To Auden’s dismay, people kept reading and quoting “September 1, 1939.” The poet was particularly irritated when President Lyndon Johnson used the poem in his 1964 “Daisy” TV spot attacking opponent Barry Goldwater. The ad featured a little girl plucking petals off a flower, as the image of a nuclear explosion emerges behind her. As the mushroom cloud balloons to fill the screen, President Johnson says in a voiceover, “We must either love each other, or we must die.”
After seeing the ad, Auden said, “I pray that I never be memorable like that again.”
3. Frederic Remington
The Way the West Was Lost
Decades before the movies of John Wayne and Clint Eastwood, Frederic Remington’s illustrations created the mythic American West. During the 1880s and 1890s, readers devoured his depictions of grizzled cowboys and sinewy horses, reproduced by the hundreds in magazines and books. He illustrated Teddy Roosevelt’s Ranch Life and the Hunting-Trail in 1887 and was a correspondent during the Spanish-American War in 1898.
But the artist wasn’t much of a cowboy himself. Born in New York, Remington went to art school at Yale, where he spent more time playing football than studying his craft. At age 19, he headed out West for a few years, visiting Montana and New Mexico and even making a go of sheep ranching in Kansas. However, he found the work difficult and tedious and soon returned home to New York, where he lived for most of his life.
On January 25, 1908, Remington became so frustrated while painting a particularly tricky scene that he decided to burn the canvas. He built a bonfire on his front lawn and torched the unfinished painting; then he proceeded to toss his other work into the flames. He ended up destroying more than 100 paintings that night, with millions of dollars in art going up in smoke. “They will never confront me in the future,” he wrote.

▶ [Information shown]
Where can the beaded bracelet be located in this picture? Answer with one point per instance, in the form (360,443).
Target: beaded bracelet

▶ [Required task A] In the passage about Auden and Remington, how many paintings did Remington destroy in the bonfire on his front lawn?
▶ [Required task B] Resume the passage about Auden and Remington after its final sentence and continue the account of Remington.
The lines are separate material and have no connection to the passage about Auden and Remington.

▶ [Answer A] More than 100.

▶ [Answer B]
Indeed they didn’t. Remington’s sculptures became his most lasting work. Today, one of his bronzes, “Bronco Buster,” sits next to President Obama in the Oval Office.
4. R. Crumb
Drowning His Own Kitten
Indie cartoonist Robert Crumb became famous in the 1960s for his cast of raunchy characters, including Mr. Natural and the “Keep on Truckin’” guys. But his best-known creation was the smooth-talking, sex-crazed Fritz the Cat. Ballantine Books published a paperback collection of Fritz’ tales in 1969, and a copy ended up with animator Ralph Bakshi. An up-and-coming genius in his own right, Bakshi was looking to make an animated movie for adults, and Fritz seemed like perfect source material.
It turned out that Crumb had good reason to be hesitant. Bakshi didn’t feel obligated to stay true to the original work, and he used Fritz as a vehicle to voice his own views—depicting hippies as would-be fascists, embracing toilet humor, and including unexplained violence. Bakshi presented the material as an attack on the 1960s—a decade that had been very good to Crumb.
When Crumb previewed the finished film, he was appalled. The politics were bad enough, but in Crumb’s words, the toilet humor suggested a “real repressed” attitude toward sex. It was too late to change anything, though, and Fritz the Cat was released in theaters. The first animated film with an X rating, Fritz became a hot topic and earned massive amounts of publicity. Bakshi, for his part, was hailed as a breath of fresh air in the field of animation.
But Crumb got his revenge. A few months after the movie’s release, he drew a comic titled “The Death of Fritz the Cat,” in which he killed the character with an ice pick to the head. The cat was finished, and Crumb refused all future adaptations of his work.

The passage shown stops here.